Brief: Word for word, write out all the entries below, omitting every picture.

Records:
※

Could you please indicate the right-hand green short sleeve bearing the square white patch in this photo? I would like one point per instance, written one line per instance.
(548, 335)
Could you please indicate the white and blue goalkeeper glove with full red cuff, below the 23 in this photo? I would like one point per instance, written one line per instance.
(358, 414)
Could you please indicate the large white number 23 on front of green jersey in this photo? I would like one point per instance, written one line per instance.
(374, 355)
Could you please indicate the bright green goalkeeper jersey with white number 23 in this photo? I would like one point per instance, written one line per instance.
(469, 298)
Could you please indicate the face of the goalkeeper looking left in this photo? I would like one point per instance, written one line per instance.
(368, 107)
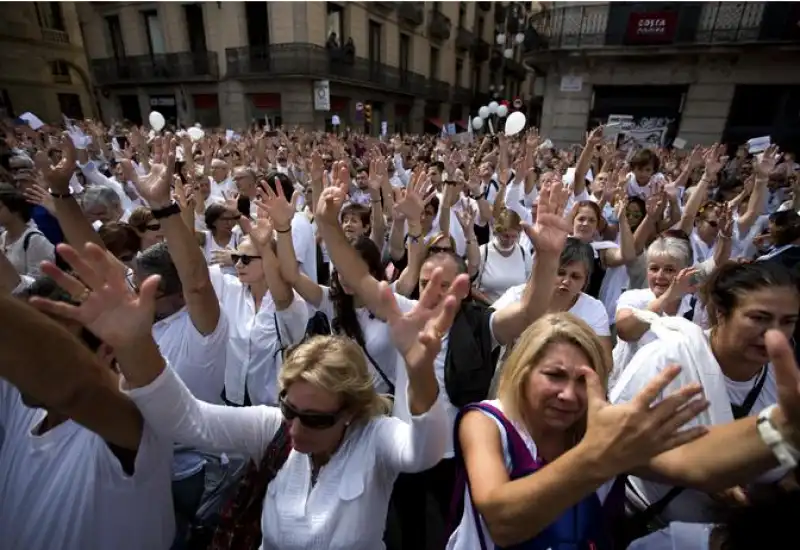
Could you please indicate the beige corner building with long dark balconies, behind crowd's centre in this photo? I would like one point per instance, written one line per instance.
(413, 65)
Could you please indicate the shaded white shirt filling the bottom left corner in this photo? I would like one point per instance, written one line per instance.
(65, 488)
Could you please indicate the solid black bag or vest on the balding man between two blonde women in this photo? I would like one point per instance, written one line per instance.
(469, 364)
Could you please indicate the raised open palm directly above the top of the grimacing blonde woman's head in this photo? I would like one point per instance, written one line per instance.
(550, 231)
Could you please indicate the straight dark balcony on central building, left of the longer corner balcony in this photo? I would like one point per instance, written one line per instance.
(168, 67)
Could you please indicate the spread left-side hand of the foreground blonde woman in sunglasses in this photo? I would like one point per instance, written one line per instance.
(106, 304)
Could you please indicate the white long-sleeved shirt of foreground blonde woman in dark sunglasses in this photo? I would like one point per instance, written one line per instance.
(346, 508)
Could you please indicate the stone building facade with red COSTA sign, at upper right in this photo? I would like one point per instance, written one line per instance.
(705, 71)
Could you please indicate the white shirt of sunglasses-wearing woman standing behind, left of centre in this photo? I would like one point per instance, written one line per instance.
(253, 355)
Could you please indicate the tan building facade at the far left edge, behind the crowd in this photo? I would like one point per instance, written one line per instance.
(43, 68)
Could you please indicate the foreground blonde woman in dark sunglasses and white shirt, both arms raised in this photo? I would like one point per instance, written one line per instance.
(333, 489)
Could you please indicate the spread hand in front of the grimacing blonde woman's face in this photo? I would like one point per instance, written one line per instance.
(625, 436)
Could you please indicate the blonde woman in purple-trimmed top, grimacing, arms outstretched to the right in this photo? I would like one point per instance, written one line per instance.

※

Answer to the problem:
Could you please indicate the right-hand green short sleeve bearing the square white patch in this photo? I would like one point per instance, written one line per instance.
(548, 335)
Could you please indicate the white and blue goalkeeper glove with full red cuff, below the 23 in this photo? I would like one point per instance, written one line per instance.
(358, 414)
Could you please indicate the large white number 23 on front of green jersey in this photo? I would like one point per instance, written one line per instance.
(374, 355)
Could you please indicate the bright green goalkeeper jersey with white number 23 in this photo? I would like one point per instance, written one line per instance.
(469, 298)
Could you please indicate the face of the goalkeeper looking left in this photo? I would like one point per instance, written one line per instance.
(368, 107)
Could you please indicate the beige corner building with long dark balconies, behind crowd's centre in this photo? I would like one point per instance, written one line per instance.
(413, 65)
Could you please indicate the shaded white shirt filling the bottom left corner in this photo? I would like one point per instance, written one line per instance.
(65, 488)
Could you please indicate the solid black bag or vest on the balding man between two blonde women in this photo? I would like one point per instance, written one line per instance.
(469, 364)
Could you please indicate the raised open palm directly above the top of the grimacing blonde woman's head in this photo? I would like one point per instance, written one line per instance.
(550, 231)
Could you please indicate the straight dark balcony on central building, left of the longer corner balcony in this photo? I would like one point per instance, written one line per instance.
(168, 67)
Could you please indicate the spread left-side hand of the foreground blonde woman in sunglasses in this photo? I would like one point per instance, written one line per instance.
(106, 304)
Could you please indicate the white long-sleeved shirt of foreground blonde woman in dark sunglasses in this photo? I would like one point per instance, written one line per instance.
(346, 508)
Could you please indicate the stone building facade with red COSTA sign, at upper right in this photo? I would like one point per instance, written one line per instance.
(705, 71)
Could you please indicate the white shirt of sunglasses-wearing woman standing behind, left of centre in this photo? I would like one point per instance, written one line per instance.
(253, 355)
Could you please indicate the tan building facade at the far left edge, behind the crowd in this photo? I would like one point per instance, written one line per instance.
(43, 68)
Could you please indicate the foreground blonde woman in dark sunglasses and white shirt, both arms raised in this photo? I would like one point per instance, written one line per instance.
(333, 489)
Could you please indicate the spread hand in front of the grimacing blonde woman's face in this photo? I would like one point per instance, written one line per instance.
(625, 436)
Could you please indicate the blonde woman in purple-trimmed top, grimacing, arms outstretched to the right in this photo? I would like one point per instance, written one line per instance.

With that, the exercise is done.